**Direction 1:** Copy out each line of the rows below that contains the string "overcast".

**Document text:**

The success of Pukkusati against such a mighty king as Cyrus demonstrated the strength of the heroic tradition reinforced by order, discipline and organization. But we have no knowledge of the successors of Pukkusati. It is also not unlikely that one of them sided with the Yautiyā insurgent Vahyazdāta against Darius the Great. Vahyazdāta tried to capture Kapishkanish and drive a wedge between the satraps of Harahvatis (Helmund Valley) and Bakhtrish (Bactriana) who were siding with Darius. But the satraps of Bakhtrish, Vivana, intercepted him and foiled his scheme by crushing him at Kapishi and Gandutava.

Identification of Thataguś

[p.64]: In those moves (of Darius) Gandhara also fell to the Achaemenians and the house of Pukkusati ceased to exist some time between 518 and 515 B. C. Darius conquered the Indus Valley also as the Persepolis inscription indicates. These regions were organized in taxation units 7 and 20 of the gazetteer of Herodotus, the former called Gadara, including the Dadikai, (Darada), Aparytai (Aprita) etc., and the latter known as Hindus, encompassing the lower Indus Valley, where the Indoi (Saindhava - Sauvira) lived. It is contended that Darius also conquered the Panjab up to the Beas where Alexander’s army halted having reached the limit of the Achaemenian empire whose heir they; claimed to be (Cambridge History of India, I, p. 306). Not certain of this fact, Smith observed that this empire “perhaps included a considerable part of the Panjab east of the Indus” (Early History of India, 3rd, ed. p. 37). This view is based on the identification of Thataguś (Sattagydai of Herodotus), included in the seventh taxation unit, with the Panjab. Herzfeld holds that this word Thatagus may represent a compound, in some Iranian or Sanskrit


[p.65]: dialect, of the Indo-European word for ‘seven' with some word meaning ‘stream'. He conjectures that the word that or satta stands for hapta or sapta, but about guś he is not certain. R. G. Kent rejects this view and shows that that in Thataguś (Elamite sa-ad-da-ku-iś, Akkadian sa-at-ta-gu-u) is the same as Avestan sata or Sanskrit śata or Indo-European kmto and guś stands for gav, meaning ‘cattle', so that thataguś does not signify ‘seven rivers’ but ‘hundred cattle' (Old Persian, Grammar, Texts, Lexicon, p. 18). G. G. Cameron also observes: "I find it very difficult to reconcile Thataguś with the Panjab. Must it not rather be on the slopes of the Hindukush” (A. J. Toynbee, A Study of History Vol. VII, p. 649). A. V. Williams Jackson equates Thataguś with ‘‘either the Ghilzai territory to the south- west of Ghazni or the Hazara country further to the west and north-west” (Cambridge History of India, Vol. I, p. 302). It appears that Thataguś represents the region of Gomati, modern Gomal, both these names signifying a land having an abundance of cattle.

**Direction 2:** In the text above on the identification of Thataguś, what meaning does R. G. Kent give for the word Thataguś?

**Input material:**

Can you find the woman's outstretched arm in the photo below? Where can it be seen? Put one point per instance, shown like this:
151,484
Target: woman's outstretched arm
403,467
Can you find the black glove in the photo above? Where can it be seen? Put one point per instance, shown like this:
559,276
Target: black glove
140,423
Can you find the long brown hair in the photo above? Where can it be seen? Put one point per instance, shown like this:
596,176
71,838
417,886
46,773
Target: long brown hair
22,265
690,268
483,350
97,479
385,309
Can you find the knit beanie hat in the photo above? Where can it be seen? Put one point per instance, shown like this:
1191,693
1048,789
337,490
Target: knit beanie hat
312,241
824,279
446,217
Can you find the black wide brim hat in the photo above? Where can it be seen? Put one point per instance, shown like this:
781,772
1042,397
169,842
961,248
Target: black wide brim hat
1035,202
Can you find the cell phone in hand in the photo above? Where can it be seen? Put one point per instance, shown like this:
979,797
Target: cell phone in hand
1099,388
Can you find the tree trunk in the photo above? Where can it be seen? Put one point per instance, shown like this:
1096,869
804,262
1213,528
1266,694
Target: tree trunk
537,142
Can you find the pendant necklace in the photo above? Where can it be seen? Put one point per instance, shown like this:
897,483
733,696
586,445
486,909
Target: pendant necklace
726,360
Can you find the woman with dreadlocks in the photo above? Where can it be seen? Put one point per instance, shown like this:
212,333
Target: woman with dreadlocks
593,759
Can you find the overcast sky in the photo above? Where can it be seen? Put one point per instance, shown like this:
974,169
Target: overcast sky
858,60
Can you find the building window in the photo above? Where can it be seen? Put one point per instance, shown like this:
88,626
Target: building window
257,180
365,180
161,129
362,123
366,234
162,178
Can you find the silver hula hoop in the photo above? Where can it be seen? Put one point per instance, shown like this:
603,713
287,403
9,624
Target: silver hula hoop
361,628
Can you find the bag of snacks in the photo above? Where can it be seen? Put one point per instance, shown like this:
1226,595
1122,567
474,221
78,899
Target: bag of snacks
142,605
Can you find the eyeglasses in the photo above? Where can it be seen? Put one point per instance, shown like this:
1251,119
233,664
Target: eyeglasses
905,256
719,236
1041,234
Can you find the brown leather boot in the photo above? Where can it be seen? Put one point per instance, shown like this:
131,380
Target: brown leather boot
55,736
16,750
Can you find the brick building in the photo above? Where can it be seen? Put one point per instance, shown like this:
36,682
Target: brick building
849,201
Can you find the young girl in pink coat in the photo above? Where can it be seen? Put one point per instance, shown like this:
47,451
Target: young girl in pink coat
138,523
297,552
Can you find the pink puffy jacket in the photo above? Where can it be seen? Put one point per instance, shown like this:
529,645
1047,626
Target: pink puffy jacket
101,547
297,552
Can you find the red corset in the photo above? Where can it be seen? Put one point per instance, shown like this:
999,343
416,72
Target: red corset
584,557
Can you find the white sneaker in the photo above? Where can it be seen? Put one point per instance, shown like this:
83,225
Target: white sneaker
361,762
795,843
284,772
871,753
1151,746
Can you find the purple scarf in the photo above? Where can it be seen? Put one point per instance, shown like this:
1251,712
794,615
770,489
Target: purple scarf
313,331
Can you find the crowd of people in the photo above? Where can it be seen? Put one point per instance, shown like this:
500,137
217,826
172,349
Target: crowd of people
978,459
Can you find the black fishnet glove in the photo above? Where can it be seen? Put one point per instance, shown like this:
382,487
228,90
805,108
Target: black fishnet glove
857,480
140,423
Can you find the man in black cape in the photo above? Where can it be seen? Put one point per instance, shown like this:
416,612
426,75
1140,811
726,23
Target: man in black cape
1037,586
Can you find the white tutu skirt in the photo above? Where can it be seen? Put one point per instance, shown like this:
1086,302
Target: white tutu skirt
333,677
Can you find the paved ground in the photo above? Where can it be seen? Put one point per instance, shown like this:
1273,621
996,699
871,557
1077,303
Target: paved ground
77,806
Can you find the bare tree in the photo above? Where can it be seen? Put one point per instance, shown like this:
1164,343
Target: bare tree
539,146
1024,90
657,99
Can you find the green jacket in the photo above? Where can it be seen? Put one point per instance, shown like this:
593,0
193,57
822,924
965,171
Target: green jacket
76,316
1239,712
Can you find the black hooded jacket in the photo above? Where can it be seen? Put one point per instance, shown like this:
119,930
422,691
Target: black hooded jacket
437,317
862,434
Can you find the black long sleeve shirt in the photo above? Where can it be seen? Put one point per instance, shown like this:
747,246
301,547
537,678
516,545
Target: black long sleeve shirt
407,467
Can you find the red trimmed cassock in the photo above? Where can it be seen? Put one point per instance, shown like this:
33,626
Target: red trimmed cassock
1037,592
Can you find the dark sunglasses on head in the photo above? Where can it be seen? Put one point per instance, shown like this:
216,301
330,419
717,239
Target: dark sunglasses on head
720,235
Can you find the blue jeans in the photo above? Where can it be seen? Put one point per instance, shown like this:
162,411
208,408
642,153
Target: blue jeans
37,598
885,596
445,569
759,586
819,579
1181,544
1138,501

**Complete answer 1:**
Can you find the overcast sky in the photo above? Where can it be seen? Put one point per instance, shown like this:
Target: overcast sky

**Complete answer 2:** Kent holds that Thataguś means "hundred cattle," not "seven rivers."